TASK TO CARRY OUT:
From the rows below, copy out every line that contains the word "black".

GIVEN INFORMATION:
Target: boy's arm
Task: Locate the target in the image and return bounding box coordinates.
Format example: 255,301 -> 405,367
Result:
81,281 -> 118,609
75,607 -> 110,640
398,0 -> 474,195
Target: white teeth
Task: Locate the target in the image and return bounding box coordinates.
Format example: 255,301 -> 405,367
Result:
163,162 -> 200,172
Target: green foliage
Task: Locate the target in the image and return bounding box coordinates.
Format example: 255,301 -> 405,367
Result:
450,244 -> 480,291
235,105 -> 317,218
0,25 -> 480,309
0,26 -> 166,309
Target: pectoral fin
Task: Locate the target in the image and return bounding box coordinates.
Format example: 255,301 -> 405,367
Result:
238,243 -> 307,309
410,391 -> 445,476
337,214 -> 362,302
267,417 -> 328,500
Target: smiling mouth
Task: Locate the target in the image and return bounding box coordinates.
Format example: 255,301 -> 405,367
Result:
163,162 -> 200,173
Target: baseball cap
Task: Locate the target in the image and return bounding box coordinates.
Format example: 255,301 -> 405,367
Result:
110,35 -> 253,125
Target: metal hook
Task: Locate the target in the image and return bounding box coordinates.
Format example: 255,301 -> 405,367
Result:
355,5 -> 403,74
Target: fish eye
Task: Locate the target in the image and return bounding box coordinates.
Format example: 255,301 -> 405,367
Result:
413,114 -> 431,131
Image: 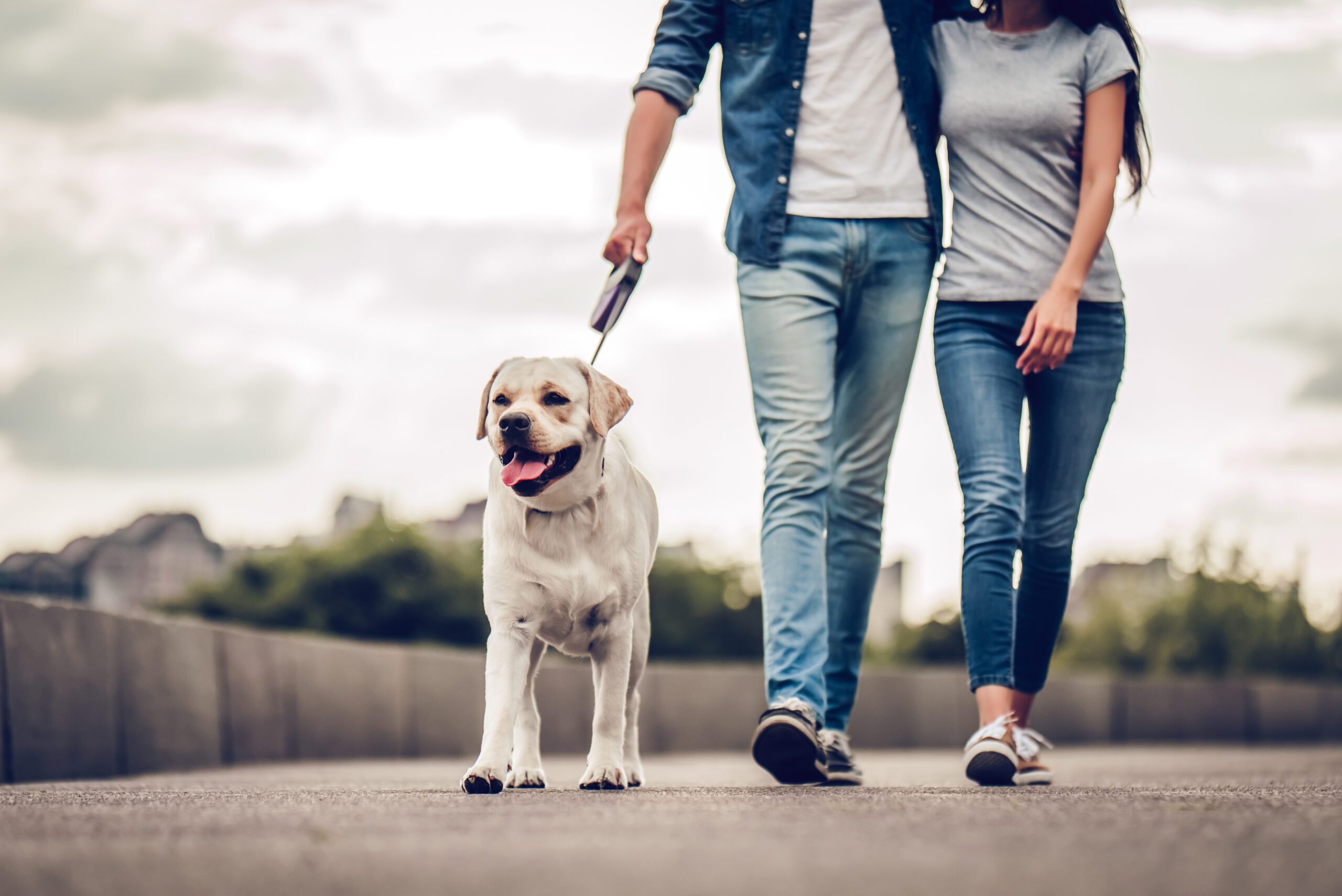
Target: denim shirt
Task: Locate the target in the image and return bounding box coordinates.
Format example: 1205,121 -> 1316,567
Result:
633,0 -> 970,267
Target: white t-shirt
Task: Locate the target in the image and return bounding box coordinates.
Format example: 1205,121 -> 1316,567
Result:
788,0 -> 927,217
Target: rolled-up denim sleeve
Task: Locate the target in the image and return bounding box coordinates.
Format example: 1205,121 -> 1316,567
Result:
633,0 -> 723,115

--

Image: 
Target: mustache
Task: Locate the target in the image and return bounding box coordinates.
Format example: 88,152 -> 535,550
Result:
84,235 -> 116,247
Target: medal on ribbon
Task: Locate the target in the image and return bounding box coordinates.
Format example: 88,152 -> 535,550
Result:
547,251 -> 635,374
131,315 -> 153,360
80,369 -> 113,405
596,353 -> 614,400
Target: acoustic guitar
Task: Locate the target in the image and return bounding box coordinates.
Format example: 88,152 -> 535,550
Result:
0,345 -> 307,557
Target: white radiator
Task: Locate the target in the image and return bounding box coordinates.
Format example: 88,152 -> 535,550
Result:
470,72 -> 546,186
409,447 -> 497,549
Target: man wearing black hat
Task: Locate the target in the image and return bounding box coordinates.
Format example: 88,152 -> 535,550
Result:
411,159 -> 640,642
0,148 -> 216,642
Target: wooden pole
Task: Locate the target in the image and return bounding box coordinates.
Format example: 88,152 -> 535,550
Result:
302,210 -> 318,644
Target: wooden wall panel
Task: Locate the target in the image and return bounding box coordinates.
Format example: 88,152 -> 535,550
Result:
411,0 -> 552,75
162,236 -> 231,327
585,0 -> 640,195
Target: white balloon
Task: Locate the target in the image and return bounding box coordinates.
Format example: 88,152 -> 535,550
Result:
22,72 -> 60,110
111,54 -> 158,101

---

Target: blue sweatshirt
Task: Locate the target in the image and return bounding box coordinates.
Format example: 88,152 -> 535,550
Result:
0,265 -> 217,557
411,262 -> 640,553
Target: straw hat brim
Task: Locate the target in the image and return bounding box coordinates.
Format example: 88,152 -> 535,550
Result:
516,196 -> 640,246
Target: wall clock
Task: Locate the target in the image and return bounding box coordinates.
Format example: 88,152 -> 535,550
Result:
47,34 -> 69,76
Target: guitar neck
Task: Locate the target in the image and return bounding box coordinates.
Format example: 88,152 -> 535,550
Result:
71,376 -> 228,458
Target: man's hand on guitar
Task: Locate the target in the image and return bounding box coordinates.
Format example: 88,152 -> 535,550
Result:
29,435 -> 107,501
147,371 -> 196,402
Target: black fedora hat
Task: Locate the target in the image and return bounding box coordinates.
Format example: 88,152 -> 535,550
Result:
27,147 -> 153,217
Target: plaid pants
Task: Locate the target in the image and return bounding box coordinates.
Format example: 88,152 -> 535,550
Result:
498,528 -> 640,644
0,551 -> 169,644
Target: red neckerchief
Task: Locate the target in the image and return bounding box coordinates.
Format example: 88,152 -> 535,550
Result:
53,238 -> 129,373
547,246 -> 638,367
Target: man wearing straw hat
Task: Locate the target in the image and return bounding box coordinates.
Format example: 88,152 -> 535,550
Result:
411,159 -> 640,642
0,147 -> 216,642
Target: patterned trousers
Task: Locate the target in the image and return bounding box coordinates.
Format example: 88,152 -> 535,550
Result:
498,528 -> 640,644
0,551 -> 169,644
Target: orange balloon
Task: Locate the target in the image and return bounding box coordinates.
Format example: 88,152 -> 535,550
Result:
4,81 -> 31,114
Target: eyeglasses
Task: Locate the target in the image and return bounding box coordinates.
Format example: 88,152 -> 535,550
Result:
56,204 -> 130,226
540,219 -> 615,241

OUTPUT OF THE EXERCISE:
Target: man wearing black hat
Target: black fedora hat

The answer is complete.